Cross-posted from secretlyradical with minor edits and updates.
[Please see my post on white privilege if you would like more personal background/ context for your pseudonymous blogger.]
I only came across the term “intersectionality,” a term first coined by Kimberle Crenshaw to describe the multiple, interrelated axes of oppression experienced by black women, when I joined Twitter a couple of years ago.
However, here is a summary of the house course I co-taught (with another 22 year old white woman) as a college senior in 1997:
“Ain’t I a Woman?”: Multiple Perspectives on Feminism”
Week 1: Introduction
Week 2: Background and History
Week 3: Anthropology and Language
Week 4: Race and Ethnicity
Week 5: Class and Privilege
Week 6: Religion and Spirituality
Week 7: Sexuality and the Body Politic
Week 8: Marriage, Motherhood & Family
Week 9: Work and Education
Week 10: Media
Week 11: Writing and Voice
Week 12: Future/Conclusion
I’m not sharing this syllabus in hopes of proving how special I am; my self-esteem is doing just fine without the approval of strangers on the internet, TYVM. What I want to suggest is that anyone who is interested in intellectual honesty and who can listen to the experiences of others can get on board with the idea of multiple, intersecting and interrelating axes of oppression.
I support the right of black women to draw whatever boundaries they want, and would not ever force myself into discussions about either race or feminism or anything else between black women who do not wish to engage with me because I’m white. That’s perfectly understandable. Black women don’t owe me any of their time. Of course, there are many black women who are happy to talk with me about feminism and other concerns, and I’m glad and very grateful for that.
What I take issue with are the “trans activists” trying to equate radical feminism with white supremacy, in order to silence radical feminists. This is nonsensical. The idea that one’s reproductive system should neither elevate (male) nor limit (not-male) one’s social standing (but currently does) is 100% compatible with the idea that one’s race should neither elevate (white) nor limit (not-white) one’s social standing (but currently does). This nonsense also erases women of color who are radical feminists.

§ **Exercises**:
1. According to the post, who first coined the term "intersectionality"?
2. Render this sentence from the post in Spanish: "Black women don’t owe me any of their time."

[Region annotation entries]
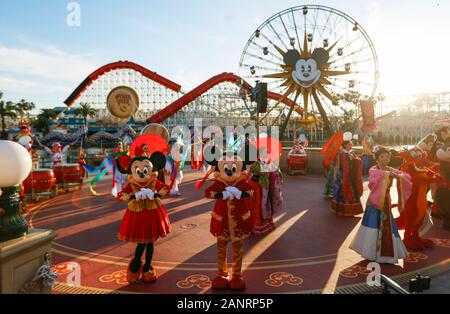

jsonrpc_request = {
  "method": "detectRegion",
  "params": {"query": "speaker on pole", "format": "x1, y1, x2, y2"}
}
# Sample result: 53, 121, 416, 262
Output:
253, 82, 267, 113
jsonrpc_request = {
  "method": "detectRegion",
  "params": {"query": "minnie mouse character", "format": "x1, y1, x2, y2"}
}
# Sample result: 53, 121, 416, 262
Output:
205, 147, 254, 290
117, 146, 170, 284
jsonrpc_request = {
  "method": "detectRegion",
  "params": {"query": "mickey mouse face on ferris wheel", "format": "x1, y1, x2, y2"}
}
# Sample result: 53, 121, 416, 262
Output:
283, 48, 330, 88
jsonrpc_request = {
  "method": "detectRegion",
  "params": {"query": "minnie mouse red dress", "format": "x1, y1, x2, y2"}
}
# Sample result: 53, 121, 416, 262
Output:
117, 180, 171, 243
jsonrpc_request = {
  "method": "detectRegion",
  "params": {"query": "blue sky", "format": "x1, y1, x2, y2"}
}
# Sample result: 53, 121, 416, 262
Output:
0, 0, 450, 108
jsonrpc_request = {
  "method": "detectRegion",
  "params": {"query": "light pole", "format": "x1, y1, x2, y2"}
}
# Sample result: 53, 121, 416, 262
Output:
0, 141, 32, 242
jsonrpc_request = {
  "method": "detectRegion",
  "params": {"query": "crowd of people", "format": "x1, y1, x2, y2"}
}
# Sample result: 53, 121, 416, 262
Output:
323, 127, 450, 264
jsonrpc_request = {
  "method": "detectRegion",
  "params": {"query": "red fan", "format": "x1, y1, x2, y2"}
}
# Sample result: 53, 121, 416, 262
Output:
250, 137, 283, 158
321, 131, 344, 168
130, 134, 169, 157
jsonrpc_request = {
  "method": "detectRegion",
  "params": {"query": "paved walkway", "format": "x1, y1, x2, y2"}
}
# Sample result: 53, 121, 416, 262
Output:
28, 173, 450, 294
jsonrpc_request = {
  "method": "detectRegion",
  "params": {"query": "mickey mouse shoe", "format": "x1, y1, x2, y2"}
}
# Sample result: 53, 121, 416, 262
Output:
142, 266, 160, 283
127, 260, 142, 284
211, 274, 230, 290
230, 275, 245, 291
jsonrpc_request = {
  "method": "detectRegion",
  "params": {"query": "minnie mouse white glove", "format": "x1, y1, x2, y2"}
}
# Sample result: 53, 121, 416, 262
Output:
225, 186, 242, 200
134, 191, 144, 201
222, 190, 234, 201
141, 189, 155, 200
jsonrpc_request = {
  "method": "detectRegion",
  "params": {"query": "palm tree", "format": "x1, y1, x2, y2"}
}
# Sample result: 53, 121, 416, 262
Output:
37, 109, 58, 134
73, 103, 97, 127
0, 92, 17, 139
16, 99, 36, 116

§ **Outputs in order**:
1. Kimberle Crenshaw

2. Las mujeres negras no me deben nada de su tiempo.